:: What the task requires ::
Summarize the passage on cell-driven matrix stiffness in three sentences.

:: Selected passage ::
[Start of section]
Differential effect of ECM type on how cells remodel the matrix is further evidenced by the addition of Y27632 or BB94 treatments. Stiffening of local matrix by the tested cell types is known to be mediated by contractile forces, which can be inhibited by Y27632 10,11,79 and local matrix degradation by MMP secretion, which is inhibited by BB94 29–31. Interestingly, past studies by our group have showed that MMP secretion can also contribute to stiffening of the ECM, most likely by allowing cell elongation within a dense ECM 10. In fact, MMP activity and cell contractility were essential to ECM stiffening for the case of dermal fibroblasts and aortic smooth muscle cells in type 1 collagen 10. Results from our current study support this finding across multiple ECM types (Fig. 2d, 4b, S7, S8), and further show that Y27632 and BB94 treatments also alter morphology of both cell types, yet the effect of Y27632 and BB94 on YAP and fibronectin expression varied with the type of ECM (Fig. 3,5).
In conclusion, we investigated complex relationship between stiffness established by dermal fibroblasts or HT1080 fibrosarcoma cells and ECM properties, such as hydrogel concentration, type, fiber architecture and pore size. While tested cell lines created highly heterogeneous stiffness landscapes, cell response did not vary with the initial concentration of rat tail T1C hydrogel. In contrast, cells responded differentially when embedded inside different types of ECMs with matched initial stiffness. Given that rat tail T1C, bovine skin T1C and fibrin hydrogels were polymerized at concentrations promoting similar stiffness values in cell-free hydrogels, this work provides further evidence of the importance of measuring peri-cellular and not bulk properties of the ECM. As bulk stiffness might not reflect stiffness sensed by the cells, peri-cellular measurements should be included in comprehensive studies on cellular mechanotransduction.
[End of section]
:: Information supplied ::
[Start of section]
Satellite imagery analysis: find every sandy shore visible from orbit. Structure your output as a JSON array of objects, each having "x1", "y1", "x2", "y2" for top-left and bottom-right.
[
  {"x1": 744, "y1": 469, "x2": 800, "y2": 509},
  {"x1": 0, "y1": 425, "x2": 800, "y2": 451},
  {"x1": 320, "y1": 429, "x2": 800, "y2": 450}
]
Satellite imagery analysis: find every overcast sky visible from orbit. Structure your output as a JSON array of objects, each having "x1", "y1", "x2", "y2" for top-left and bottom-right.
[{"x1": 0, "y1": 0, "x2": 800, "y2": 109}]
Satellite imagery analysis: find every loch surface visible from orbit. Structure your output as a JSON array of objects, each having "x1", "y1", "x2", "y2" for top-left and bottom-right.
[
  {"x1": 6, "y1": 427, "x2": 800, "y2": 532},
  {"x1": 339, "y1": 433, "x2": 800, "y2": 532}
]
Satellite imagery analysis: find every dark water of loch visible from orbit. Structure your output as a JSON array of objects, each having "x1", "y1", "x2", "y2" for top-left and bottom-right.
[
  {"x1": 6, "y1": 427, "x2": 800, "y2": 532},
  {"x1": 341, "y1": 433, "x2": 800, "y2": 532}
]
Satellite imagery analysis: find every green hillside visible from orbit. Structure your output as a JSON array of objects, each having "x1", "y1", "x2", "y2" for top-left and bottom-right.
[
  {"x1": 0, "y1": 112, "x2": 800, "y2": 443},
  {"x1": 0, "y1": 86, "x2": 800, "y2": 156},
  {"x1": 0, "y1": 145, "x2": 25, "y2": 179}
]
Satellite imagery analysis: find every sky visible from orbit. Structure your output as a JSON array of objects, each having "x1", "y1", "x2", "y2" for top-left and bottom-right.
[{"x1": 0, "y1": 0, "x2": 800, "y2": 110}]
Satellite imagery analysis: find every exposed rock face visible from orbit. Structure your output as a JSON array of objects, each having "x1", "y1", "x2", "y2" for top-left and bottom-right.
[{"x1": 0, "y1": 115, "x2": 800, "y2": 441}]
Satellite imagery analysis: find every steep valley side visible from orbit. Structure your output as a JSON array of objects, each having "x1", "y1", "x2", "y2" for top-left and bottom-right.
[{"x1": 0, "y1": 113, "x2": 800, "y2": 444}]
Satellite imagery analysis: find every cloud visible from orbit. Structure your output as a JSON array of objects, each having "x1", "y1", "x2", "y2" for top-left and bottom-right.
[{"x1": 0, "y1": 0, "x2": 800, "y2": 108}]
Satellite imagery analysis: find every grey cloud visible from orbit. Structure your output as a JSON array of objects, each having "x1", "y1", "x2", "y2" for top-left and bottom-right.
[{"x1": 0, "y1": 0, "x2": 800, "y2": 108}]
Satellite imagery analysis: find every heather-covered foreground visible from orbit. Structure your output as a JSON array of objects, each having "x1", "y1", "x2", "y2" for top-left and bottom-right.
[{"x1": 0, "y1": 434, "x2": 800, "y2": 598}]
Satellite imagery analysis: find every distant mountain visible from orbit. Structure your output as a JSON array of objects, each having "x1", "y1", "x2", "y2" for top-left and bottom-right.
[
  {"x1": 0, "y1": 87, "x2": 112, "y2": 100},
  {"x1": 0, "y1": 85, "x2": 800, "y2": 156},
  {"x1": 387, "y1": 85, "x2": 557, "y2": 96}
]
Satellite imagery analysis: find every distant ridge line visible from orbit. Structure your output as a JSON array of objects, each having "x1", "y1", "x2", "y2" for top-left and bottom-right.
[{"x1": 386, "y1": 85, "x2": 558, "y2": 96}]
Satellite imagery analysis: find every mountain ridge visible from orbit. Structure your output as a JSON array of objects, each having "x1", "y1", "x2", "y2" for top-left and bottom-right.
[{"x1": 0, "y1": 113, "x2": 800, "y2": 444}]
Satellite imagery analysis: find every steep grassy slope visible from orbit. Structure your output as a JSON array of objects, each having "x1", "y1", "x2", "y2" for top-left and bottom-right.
[End of section]
:: Response for this exercise ::
Treatments with Y27632, which inhibits contractile forces, and BB94, which inhibits MMP secretion, showed that ECM type affects how cells remodel the matrix: both treatments altered cell morphology, but their effect on YAP and fibronectin expression varied with the type of ECM. Dermal fibroblasts and HT1080 fibrosarcoma cells created highly heterogeneous stiffness landscapes, and their response did not vary with the initial concentration of rat tail T1C hydrogel but did differ across ECM types with matched initial stiffness. Because bulk stiffness might not reflect the stiffness cells sense, the work argues that peri-cellular measurements should be included in comprehensive studies on cellular mechanotransduction.